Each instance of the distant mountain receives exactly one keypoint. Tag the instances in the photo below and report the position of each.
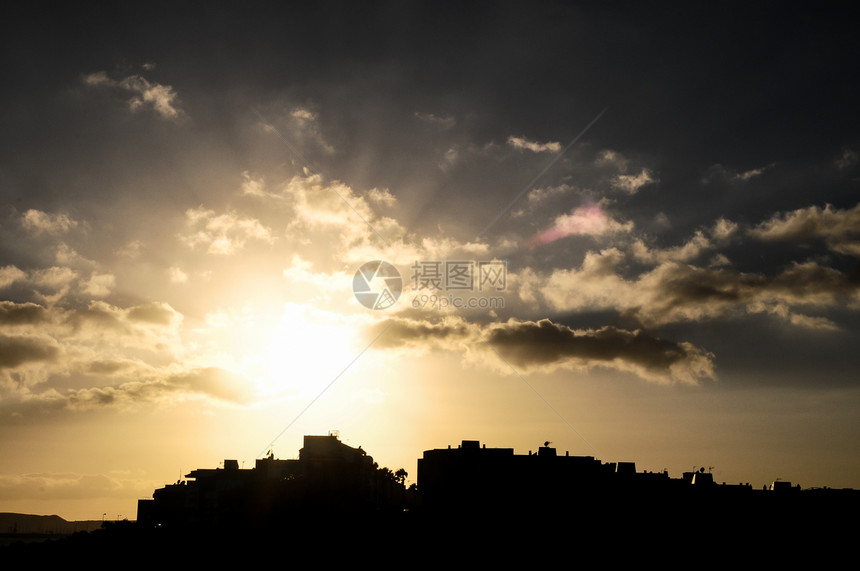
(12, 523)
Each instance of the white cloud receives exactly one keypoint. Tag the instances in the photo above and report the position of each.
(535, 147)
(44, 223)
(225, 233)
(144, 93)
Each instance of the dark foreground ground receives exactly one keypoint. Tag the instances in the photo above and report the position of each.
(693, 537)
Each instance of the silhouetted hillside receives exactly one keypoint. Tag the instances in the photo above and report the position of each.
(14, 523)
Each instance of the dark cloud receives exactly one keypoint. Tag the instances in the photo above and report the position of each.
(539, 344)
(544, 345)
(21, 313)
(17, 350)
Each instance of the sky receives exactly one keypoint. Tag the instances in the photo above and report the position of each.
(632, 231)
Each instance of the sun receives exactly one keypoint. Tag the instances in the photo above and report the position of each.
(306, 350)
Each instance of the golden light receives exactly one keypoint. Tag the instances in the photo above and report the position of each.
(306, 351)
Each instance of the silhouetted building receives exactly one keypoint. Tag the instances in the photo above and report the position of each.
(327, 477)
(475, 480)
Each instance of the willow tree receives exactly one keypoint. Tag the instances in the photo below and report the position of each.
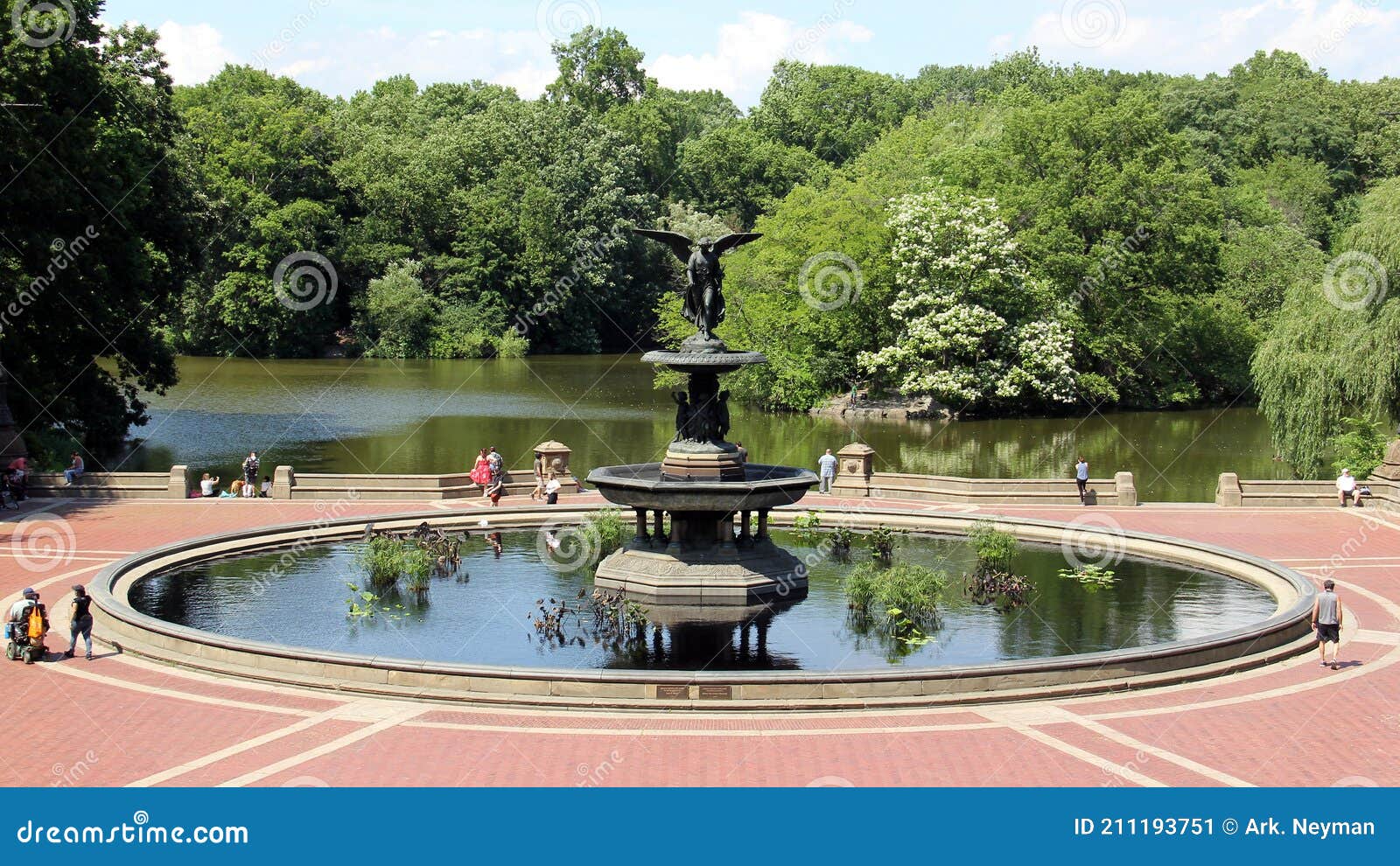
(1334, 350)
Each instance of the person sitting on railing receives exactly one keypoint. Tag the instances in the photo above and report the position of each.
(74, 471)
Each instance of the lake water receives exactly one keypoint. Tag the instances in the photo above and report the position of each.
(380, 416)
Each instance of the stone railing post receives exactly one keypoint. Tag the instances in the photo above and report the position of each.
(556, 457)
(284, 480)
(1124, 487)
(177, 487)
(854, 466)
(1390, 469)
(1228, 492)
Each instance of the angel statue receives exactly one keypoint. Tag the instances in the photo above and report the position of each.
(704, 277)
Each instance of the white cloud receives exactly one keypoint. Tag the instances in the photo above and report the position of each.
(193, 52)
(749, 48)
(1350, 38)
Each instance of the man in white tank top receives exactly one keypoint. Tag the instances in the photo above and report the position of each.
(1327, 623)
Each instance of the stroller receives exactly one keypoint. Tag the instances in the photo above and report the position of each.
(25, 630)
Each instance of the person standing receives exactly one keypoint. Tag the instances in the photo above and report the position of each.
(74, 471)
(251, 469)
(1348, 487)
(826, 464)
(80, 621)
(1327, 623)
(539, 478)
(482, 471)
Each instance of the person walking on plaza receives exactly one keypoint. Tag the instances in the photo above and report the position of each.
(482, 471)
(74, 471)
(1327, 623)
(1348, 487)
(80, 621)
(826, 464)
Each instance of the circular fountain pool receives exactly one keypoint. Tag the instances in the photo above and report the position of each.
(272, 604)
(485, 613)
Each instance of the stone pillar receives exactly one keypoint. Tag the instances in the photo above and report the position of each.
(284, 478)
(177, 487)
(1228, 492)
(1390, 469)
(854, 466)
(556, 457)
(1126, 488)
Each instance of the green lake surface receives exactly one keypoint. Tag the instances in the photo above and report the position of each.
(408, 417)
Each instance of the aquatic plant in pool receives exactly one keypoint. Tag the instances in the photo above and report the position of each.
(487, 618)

──────────

| INSTRUCTIONS TO FOLLOW |
Would you please set down the data above again exactly, without its pictures?

| SOLUTION TO THIS EXERCISE |
Each instance of the distant mountain receives exactly one keypoint. Tag the instances in the photo below and report the position of each.
(12, 523)
Each instance of the white cloud receives exactly one keypoint. Tag the instances in the photo above and report the position of each.
(535, 147)
(44, 223)
(225, 233)
(144, 93)
Each instance of the dark foreground ground receives exactly one keypoint. Tag the instances in the photo above and report the position of each.
(693, 537)
Each instance of the silhouetted hillside receives exactly one keypoint. Tag the instances in the photo above and report the position of each.
(14, 523)
Each instance of the dark cloud receives exactly one keypoint. Tag the instances in the photo above and report the position of each.
(539, 344)
(544, 345)
(21, 313)
(17, 350)
Each instance of the sky receives exactly one keypoint. Tag the instances in the photo above and report the position of each.
(632, 231)
Each instance of the sun receives exactly one keypoint. Tag the instances in the photo above and report the position of each.
(306, 350)
Each instance of the golden light receives exactly one keypoint. Tag the instances in the photo above and report the position of each.
(306, 351)
Each instance of the silhouetted building receives exactly one keypoint. Tag the instances in the photo above and report the position of each.
(327, 477)
(475, 480)
Each instance of the willow tree receives exactly one keypoint. Tag the instances in the photo below and report the position of each.
(1334, 350)
Each instance of the person sitting on railing receives exactly one keypoint. Tag the instances in the photo above and report the position of each.
(74, 471)
Each instance of the lake water receives exactly one keypoint. Tag the instances in the photo above and report the position of each.
(380, 416)
Each instance of the stone railing post receives exactly one keypoint. Tag the instances in the photo above and report the position of each.
(556, 457)
(284, 480)
(1124, 487)
(177, 487)
(854, 466)
(1390, 469)
(1228, 492)
Each instance of the angel statue receives exactly one keypoint. Tag the instances in the photo above and report the position of each.
(704, 277)
Each instance of the white cloud receives exactly one keypoint. Tag the instances in the photo above and report the position of each.
(193, 52)
(749, 48)
(1350, 38)
Each instance of the man in white tank top receives exactly one keypoint. Tag the instances in the photo above and report the position of each.
(1327, 623)
Each instance of the stroller receives exactly one keypoint. Tag the instances in the photo above and report the position of each.
(25, 630)
Each instance of the person standing receives exactly one keypoint. Tag the instances in the photo above and report the position of each.
(74, 471)
(251, 469)
(1348, 487)
(826, 464)
(80, 621)
(1327, 623)
(539, 478)
(482, 471)
Each instance of the person walking on plaza receives exactly one keypoint. Tag the instances in the photo above and report the position of each.
(482, 471)
(74, 471)
(1327, 623)
(1348, 487)
(80, 621)
(826, 464)
Each instance of the circular fountain pool receives exactly one keypoint. Tag the instances in the photo above and report the position of each.
(272, 604)
(485, 613)
Each instance of the stone pillar receives exactly one keypoint. Tag the instances in the photo above and report the position of each.
(284, 478)
(177, 487)
(1228, 492)
(1390, 469)
(854, 466)
(556, 457)
(1126, 488)
Each instance of the green lake surface receives exactly one keypoint. Tag the instances in the photo above and report the position of each.
(408, 417)
Each instance of the aquatic plant in pool receives exactly one keypoint. Tag the instances in the photo above and report the position of each.
(487, 618)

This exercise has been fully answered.